* [Written exercise] Locate "Look at the photo above. For each instance of the apartment" in the listing below, then output the line holding it and every line after it, exactly and with nothing else.

** START OF Data records **

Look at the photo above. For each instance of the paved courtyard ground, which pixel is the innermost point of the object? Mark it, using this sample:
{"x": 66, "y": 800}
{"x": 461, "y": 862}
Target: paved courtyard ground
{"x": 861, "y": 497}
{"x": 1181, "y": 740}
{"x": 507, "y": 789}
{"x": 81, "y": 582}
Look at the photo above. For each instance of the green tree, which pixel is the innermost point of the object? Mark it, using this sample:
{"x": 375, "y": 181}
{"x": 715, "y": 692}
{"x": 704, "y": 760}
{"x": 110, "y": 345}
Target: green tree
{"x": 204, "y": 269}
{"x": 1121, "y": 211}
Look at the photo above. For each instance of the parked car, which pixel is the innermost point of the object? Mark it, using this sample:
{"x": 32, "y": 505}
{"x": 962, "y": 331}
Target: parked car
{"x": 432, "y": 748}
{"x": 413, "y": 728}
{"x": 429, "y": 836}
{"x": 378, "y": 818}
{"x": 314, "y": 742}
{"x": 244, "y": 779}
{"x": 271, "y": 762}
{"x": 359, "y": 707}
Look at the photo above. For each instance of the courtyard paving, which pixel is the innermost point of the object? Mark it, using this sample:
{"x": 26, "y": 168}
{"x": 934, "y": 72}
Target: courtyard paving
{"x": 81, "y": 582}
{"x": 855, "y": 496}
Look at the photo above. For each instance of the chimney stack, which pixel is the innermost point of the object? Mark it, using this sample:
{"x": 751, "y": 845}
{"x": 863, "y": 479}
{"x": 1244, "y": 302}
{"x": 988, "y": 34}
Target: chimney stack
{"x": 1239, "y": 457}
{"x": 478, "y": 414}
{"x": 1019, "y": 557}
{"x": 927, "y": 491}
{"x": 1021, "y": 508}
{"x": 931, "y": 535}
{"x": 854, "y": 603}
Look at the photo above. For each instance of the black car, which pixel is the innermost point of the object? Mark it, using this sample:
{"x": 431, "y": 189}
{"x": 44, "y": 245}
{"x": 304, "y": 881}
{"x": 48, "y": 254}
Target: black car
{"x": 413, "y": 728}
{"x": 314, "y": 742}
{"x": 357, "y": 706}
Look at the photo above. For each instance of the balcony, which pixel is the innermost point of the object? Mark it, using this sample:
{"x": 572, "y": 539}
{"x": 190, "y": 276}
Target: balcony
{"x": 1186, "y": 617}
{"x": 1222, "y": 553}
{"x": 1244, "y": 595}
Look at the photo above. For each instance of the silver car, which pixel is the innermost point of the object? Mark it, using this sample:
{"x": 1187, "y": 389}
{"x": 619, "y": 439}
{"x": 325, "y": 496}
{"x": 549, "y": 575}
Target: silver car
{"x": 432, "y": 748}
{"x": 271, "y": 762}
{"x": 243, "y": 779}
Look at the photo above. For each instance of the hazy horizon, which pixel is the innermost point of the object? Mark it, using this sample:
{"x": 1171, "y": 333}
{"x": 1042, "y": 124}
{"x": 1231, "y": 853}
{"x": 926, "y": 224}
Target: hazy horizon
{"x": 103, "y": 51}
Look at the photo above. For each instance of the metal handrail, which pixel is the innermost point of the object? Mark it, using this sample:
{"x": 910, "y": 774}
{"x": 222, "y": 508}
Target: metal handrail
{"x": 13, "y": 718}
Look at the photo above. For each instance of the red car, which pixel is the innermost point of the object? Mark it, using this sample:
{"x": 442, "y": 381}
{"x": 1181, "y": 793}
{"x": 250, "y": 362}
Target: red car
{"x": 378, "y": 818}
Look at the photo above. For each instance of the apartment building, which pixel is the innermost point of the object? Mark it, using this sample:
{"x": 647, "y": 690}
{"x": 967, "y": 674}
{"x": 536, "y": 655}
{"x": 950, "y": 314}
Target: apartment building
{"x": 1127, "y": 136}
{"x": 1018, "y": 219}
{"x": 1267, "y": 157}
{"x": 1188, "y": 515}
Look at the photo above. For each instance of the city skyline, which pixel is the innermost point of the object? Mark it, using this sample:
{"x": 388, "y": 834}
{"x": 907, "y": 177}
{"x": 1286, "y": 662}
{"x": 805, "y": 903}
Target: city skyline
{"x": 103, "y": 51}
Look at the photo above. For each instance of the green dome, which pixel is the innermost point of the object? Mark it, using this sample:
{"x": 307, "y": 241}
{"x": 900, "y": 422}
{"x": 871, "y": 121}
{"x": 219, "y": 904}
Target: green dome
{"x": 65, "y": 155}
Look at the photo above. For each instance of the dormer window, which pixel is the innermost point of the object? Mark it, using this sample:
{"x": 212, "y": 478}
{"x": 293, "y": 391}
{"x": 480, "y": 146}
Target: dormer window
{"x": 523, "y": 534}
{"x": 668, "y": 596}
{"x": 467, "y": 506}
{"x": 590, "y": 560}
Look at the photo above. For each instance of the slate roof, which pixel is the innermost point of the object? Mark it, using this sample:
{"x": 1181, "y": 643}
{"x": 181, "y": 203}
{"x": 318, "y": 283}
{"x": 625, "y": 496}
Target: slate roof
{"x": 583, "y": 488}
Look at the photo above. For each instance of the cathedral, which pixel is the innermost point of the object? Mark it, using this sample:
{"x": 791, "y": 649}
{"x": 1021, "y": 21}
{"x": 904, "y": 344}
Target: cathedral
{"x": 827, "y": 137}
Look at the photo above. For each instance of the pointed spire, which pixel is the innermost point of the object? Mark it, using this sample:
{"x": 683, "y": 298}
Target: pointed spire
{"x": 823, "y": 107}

** END OF Data records **

* [Solution for this exercise]
Look at the photo above. For each instance of the apartment building, which pixel is the innermost point of the object? Mark it, using this sample:
{"x": 647, "y": 690}
{"x": 967, "y": 674}
{"x": 536, "y": 655}
{"x": 950, "y": 314}
Target: apartment building
{"x": 1127, "y": 136}
{"x": 1018, "y": 219}
{"x": 1267, "y": 157}
{"x": 1188, "y": 515}
Look at the photo above. For each instance of the city skyline, which pixel is the innermost point of the object? Mark it, using this sample:
{"x": 388, "y": 834}
{"x": 907, "y": 177}
{"x": 1286, "y": 662}
{"x": 805, "y": 903}
Target: city skyline
{"x": 103, "y": 51}
Look at the photo above. For each instance of the green dome, which pixel is the innermost point of the object? Mark it, using this sample:
{"x": 307, "y": 241}
{"x": 900, "y": 422}
{"x": 871, "y": 121}
{"x": 219, "y": 904}
Target: green dome
{"x": 65, "y": 155}
Look at the photo above. For each instance of the dormer window, which pixel is the innermost point of the object? Mark it, using this sample:
{"x": 212, "y": 478}
{"x": 293, "y": 391}
{"x": 480, "y": 146}
Target: dormer window
{"x": 523, "y": 534}
{"x": 668, "y": 596}
{"x": 467, "y": 506}
{"x": 590, "y": 560}
Look at the photo above. For each instance of the slate roof, which pixel is the innermost point of the object? Mark it, using this sample:
{"x": 1181, "y": 643}
{"x": 181, "y": 203}
{"x": 318, "y": 283}
{"x": 625, "y": 496}
Target: slate roof
{"x": 583, "y": 488}
Look at the photo above. For each instance of the cathedral, which pixel is the innermost point of the object? Mark it, using this sample:
{"x": 791, "y": 649}
{"x": 1021, "y": 21}
{"x": 904, "y": 344}
Target: cathedral
{"x": 827, "y": 137}
Look at the photo above. For each instance of the pointed spire, which pixel is the innermost point of the object? Mark it, using this sample:
{"x": 683, "y": 298}
Target: pointed spire
{"x": 823, "y": 107}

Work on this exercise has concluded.